### What is required
Reproduce the data exactly, leaving nothing out.

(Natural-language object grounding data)
______

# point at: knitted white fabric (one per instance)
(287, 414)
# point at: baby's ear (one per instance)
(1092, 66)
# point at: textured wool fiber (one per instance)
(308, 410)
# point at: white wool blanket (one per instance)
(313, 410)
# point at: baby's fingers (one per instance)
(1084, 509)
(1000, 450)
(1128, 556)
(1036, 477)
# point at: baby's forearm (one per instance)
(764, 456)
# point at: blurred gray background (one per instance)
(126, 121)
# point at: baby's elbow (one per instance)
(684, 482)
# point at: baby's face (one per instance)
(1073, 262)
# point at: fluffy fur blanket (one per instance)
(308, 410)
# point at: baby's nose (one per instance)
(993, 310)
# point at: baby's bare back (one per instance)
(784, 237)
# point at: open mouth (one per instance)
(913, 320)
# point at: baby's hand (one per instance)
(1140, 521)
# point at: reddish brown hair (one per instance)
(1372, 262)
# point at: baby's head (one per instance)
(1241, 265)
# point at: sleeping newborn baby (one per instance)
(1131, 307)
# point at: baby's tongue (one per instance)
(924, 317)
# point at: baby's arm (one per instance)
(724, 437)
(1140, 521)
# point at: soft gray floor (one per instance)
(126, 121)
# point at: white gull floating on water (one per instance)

______

### Your response
# point at: knitted white fabric (one per instance)
(287, 414)
# point at: baby's ear (one per instance)
(1092, 66)
# point at: textured wool fiber (one per instance)
(308, 410)
# point at: white wool blanket (one per instance)
(313, 410)
# point at: baby's fingers (one per instance)
(1084, 509)
(1000, 450)
(1128, 556)
(1036, 477)
# point at: baby's forearm (one per instance)
(764, 456)
# point at: blurred gray background (one per instance)
(126, 121)
# point at: baby's elbow (one per instance)
(684, 482)
# point at: baby's face (one per instance)
(1073, 262)
# point at: fluffy fur blanket (one per instance)
(308, 410)
# point at: baby's nose (one per instance)
(993, 310)
# point at: baby's bare back (one per instance)
(784, 237)
# point at: open mouth (one per instance)
(913, 320)
# point at: baby's hand (one per instance)
(1140, 521)
# point at: reddish brown hair (one per instance)
(1372, 262)
# point at: baby's head (one per instance)
(1241, 265)
# point at: sleeping newborn baby (one per instance)
(1131, 307)
# point at: baby's tongue (one per instance)
(924, 317)
# point at: baby's arm (one per instance)
(724, 437)
(1140, 521)
# point at: soft gray floor (one per instance)
(126, 121)
# point at: white gull floating on water (one per instance)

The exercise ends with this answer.